WORK ORDER — Transcribe all of the data verbatim, please, and leave out its pictures.

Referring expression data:
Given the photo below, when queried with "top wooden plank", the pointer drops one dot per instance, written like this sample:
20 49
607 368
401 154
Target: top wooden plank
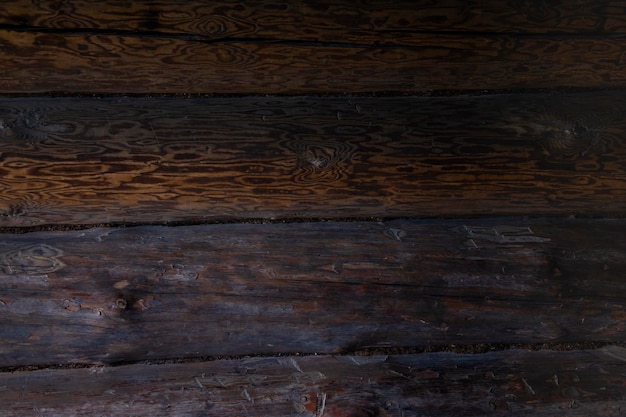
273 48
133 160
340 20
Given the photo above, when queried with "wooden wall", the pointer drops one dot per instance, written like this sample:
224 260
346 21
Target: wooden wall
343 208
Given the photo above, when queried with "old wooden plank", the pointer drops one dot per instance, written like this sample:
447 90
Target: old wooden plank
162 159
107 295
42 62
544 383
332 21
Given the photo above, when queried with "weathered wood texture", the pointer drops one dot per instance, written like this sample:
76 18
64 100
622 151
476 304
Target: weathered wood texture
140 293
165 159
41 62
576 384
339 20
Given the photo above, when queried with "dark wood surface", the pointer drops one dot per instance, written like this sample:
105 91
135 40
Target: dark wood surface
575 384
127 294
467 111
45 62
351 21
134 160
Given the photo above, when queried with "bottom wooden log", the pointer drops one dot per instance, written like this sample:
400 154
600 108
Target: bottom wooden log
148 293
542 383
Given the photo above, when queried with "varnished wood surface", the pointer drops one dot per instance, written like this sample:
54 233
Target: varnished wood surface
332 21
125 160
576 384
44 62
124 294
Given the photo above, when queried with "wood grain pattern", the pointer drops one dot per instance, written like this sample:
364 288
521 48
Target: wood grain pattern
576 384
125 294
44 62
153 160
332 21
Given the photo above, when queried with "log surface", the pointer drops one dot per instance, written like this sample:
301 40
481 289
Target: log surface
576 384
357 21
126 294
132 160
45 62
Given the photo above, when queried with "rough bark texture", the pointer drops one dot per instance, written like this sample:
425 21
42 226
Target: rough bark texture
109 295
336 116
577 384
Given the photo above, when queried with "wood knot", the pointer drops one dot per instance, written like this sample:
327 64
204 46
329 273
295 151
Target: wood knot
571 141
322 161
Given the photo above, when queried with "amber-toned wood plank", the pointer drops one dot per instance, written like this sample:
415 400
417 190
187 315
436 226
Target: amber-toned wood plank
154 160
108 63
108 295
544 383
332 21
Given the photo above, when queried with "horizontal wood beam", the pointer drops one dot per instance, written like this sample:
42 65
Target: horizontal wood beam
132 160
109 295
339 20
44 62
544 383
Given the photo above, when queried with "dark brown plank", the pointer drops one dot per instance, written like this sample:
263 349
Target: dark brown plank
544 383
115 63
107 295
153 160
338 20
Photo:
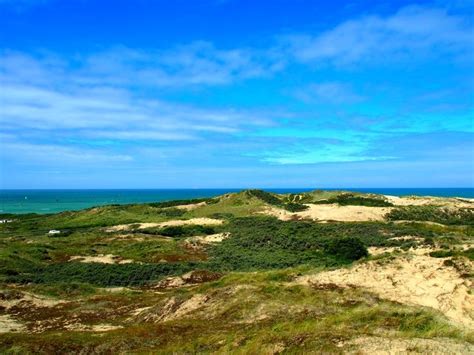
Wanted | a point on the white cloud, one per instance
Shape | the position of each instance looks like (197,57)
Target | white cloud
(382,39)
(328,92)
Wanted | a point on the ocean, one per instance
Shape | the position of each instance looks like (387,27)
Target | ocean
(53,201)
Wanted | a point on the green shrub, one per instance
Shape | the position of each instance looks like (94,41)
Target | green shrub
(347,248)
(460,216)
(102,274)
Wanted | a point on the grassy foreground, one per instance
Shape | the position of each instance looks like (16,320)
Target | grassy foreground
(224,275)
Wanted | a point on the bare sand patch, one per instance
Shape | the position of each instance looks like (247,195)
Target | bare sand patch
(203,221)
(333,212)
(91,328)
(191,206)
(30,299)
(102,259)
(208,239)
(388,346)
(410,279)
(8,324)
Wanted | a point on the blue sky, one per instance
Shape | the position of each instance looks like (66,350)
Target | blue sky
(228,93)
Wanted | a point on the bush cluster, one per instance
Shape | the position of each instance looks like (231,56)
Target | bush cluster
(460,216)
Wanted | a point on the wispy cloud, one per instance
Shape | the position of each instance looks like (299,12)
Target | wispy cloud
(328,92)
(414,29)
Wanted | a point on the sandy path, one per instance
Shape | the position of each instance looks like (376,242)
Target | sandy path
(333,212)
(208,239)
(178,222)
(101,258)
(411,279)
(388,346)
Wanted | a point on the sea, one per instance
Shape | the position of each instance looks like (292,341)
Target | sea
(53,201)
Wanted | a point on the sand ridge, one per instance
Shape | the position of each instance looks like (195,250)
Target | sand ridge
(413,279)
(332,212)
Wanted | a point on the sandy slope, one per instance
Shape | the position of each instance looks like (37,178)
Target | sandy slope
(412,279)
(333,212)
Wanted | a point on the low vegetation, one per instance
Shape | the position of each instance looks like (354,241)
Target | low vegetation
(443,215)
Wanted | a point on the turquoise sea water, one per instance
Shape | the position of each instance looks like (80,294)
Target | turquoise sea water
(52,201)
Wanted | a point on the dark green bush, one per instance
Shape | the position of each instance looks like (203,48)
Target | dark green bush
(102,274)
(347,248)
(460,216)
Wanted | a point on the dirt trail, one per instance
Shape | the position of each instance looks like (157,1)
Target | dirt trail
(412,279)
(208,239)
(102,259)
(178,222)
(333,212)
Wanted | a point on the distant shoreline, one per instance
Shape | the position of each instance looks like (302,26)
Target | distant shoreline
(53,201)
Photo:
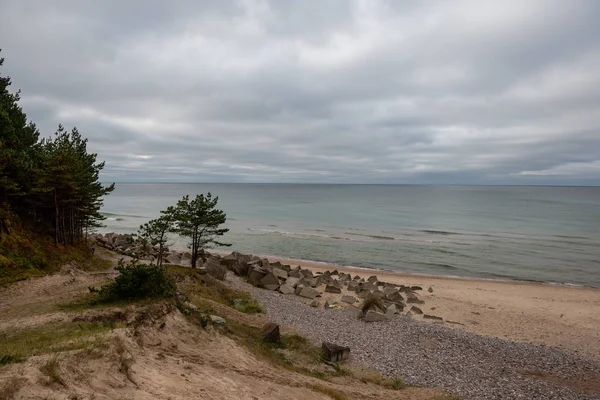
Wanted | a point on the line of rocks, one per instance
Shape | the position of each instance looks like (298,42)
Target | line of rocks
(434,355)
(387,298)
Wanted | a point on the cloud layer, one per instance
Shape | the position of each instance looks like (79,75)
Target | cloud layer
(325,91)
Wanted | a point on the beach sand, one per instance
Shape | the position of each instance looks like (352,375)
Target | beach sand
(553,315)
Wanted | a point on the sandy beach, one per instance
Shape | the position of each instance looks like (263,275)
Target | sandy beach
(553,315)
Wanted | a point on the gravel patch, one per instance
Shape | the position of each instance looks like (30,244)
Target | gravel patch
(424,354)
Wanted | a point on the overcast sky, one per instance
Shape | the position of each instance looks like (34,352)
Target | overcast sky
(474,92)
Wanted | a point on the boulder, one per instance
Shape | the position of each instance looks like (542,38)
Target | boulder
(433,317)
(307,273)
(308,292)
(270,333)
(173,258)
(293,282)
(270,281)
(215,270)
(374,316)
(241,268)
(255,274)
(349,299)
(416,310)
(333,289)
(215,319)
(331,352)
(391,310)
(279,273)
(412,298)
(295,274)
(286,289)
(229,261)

REPLY TO THE EXERCISE —
Given the photo below, when queried with "top wooden plank", the pointer drops one dot per instance, written like this sample:
20 49
607 368
401 154
Target: top wooden plank
273 48
133 160
340 20
Given the photo above, when queried with "wooden wall", the pointer drops one dot per instance, written like this sample:
224 260
346 21
Target: wooden wall
343 208
Given the photo above, when queried with "old wooden plank", the pointer drops one dot per instance, written like this sample:
447 90
Target: old wooden plank
162 159
107 295
42 62
544 383
332 21
Given the photo above, when queried with "weathered wood texture", the pointer drops one dot per instance, written like this sample:
76 18
64 100
622 151
476 304
Target: weathered wood texture
140 293
165 159
41 62
576 384
339 20
Given the photo above, when queried with "dark wood surface", the pointer drops one dot per instance, written like this sample:
105 91
135 40
Target: dark wood surface
575 384
127 294
467 111
45 62
351 21
134 160
Given the photo above, when queried with "bottom wooden log", the pointer drops one dot per instance, written like this sample:
400 154
600 108
Target: bottom wooden log
148 293
542 383
Given the photo above, when queried with "varnished wood surface", the pointer drops one dot per instance, written like this sample:
54 233
Target: varnished wood surface
332 21
125 160
576 384
44 62
124 294
Given the photo above, when queried with "wood grain pattern", the pointer drops one dot per instance, written like this sample:
364 288
521 48
Target: wood grain pattern
576 384
125 294
44 62
153 160
332 21
Given the photo above, when queried with "log surface", the pointer drops one dot per instance, written like this sample:
301 40
481 289
Target: log surface
576 384
357 21
126 294
132 160
45 62
Given the photo above, when queried with "rough bark texture", the pointer drops one dot per instance, written like this sample:
425 21
42 226
Target: rough bark texture
109 295
336 116
577 384
Given the photo above, when queried with "wood knot", the pointer drops one dot per instance, written like this sample:
327 64
204 46
329 273
295 151
Target: wood knot
571 141
322 161
Given the photo above, when queried with "amber-toned wood plank", the pointer drops one dot per instance, written like this sample:
415 400
417 190
187 315
436 226
Target: amber-toned wood plank
154 160
108 63
108 295
544 383
332 21
Given the photo above, when queried with "horizontal wood beam", the pointer drops one dot per instance, written like this sample:
42 65
Target: horizontal wood beam
132 160
109 295
339 20
44 62
544 383
Given the photo above, when queried with "dark brown plank", the pointer drops one dot per instance, written like this sample:
263 349
Target: dark brown plank
544 383
115 63
107 295
153 160
338 20
Photo:
Wanted | a point on the white cloud, one per instance
Shape | the position of each instance looks like (197,57)
Target | white cloud
(382,39)
(328,92)
Wanted | a point on the ocean, one per instance
Shape | the position of each instance looks like (387,27)
Target | ocean
(53,201)
Wanted | a point on the green shrub, one per instance
Shape | the position of each instance looks like (94,41)
Target | green shrub
(347,248)
(460,216)
(102,274)
Wanted | a point on the grassy foreground, one per instance
Shape | the position of each instance looks like (16,320)
Target | grassy foreground
(224,275)
Wanted | a point on the bare sand patch, one per instance
Shape | the position of each instance looks like (247,195)
Target | bare sand patch
(203,221)
(333,212)
(91,328)
(191,206)
(30,299)
(102,259)
(208,239)
(388,346)
(410,279)
(8,324)
Wanted | a point on the blue sky, one per instance
Shape | the position of each instance looks like (66,350)
Target | blue sky
(228,93)
Wanted | a point on the bush cluster, one per instance
Shape | the position of each instance looks like (231,56)
Target | bush cluster
(460,216)
Wanted | a point on the wispy cloud, one per instance
Shape | the position of each instance looks like (299,12)
Target | wispy cloud
(328,92)
(414,29)
Wanted | a point on the sandy path, one per instance
Shape | the position of each instance looks like (376,242)
Target | sandy path
(333,212)
(208,239)
(178,222)
(101,258)
(411,279)
(388,346)
Wanted | a point on the sea, one per instance
Shape | the position of each instance looks like (292,341)
Target | sea
(53,201)
Wanted | a point on the sand ridge, one per instance
Shape | the position of each instance looks like (195,250)
Target | sand ridge
(413,279)
(332,212)
Wanted | a point on the sandy slope, one per instance
Shape | the position of each instance looks like (37,178)
Target | sandy slope
(412,279)
(333,212)
Wanted | a point on the low vegetation, one per instance
Shape | the position of each instance looks like (354,241)
Target | low vegetation
(443,215)
Wanted | a point on the turquoise sea water, one per instance
Shape | the position of each instance looks like (80,294)
Target | turquoise sea water
(52,201)
Wanted | a point on the dark green bush, one per instance
Shape | the position of each instance looks like (203,48)
Target | dark green bush
(102,274)
(347,248)
(460,216)
Wanted | a point on the dirt trail, one per instance
Shape | the position of each instance looks like (157,1)
Target | dirt trail
(412,279)
(208,239)
(102,259)
(178,222)
(333,212)
Wanted | a point on the distant shoreline, one per instance
Shape | the position of each instance looks like (302,26)
Target | distant shoreline
(53,201)
Photo:
Wanted | a point on the line of rocks, one per instance
Shape | the position of each instance looks like (298,42)
Target | line of rocks
(434,355)
(387,298)
Wanted | a point on the cloud layer, one per instance
Shape | the position of each instance looks like (79,75)
Target | cloud layer
(325,91)
Wanted | a point on the beach sand, one per instance
Shape | the position of each instance looks like (352,375)
Target | beach sand
(553,315)
Wanted | a point on the sandy beach, one per instance
Shape | the position of each instance looks like (263,275)
Target | sandy beach
(553,315)
Wanted | a point on the gravel patch, one per instance
Shape | the position of each instance looks like (30,244)
Target | gravel patch
(424,354)
Wanted | a point on the overcast sky, one per instance
Shape | the position of each instance looks like (34,352)
Target | overcast sky
(474,92)
Wanted | a point on the boulder, one per instance
Shape | the position of each instance looks like (542,38)
Target | boulder
(433,317)
(307,273)
(308,292)
(270,333)
(173,258)
(293,282)
(270,281)
(215,270)
(374,316)
(241,268)
(255,274)
(349,299)
(416,310)
(333,289)
(215,319)
(331,352)
(391,310)
(279,273)
(412,298)
(295,274)
(286,289)
(229,261)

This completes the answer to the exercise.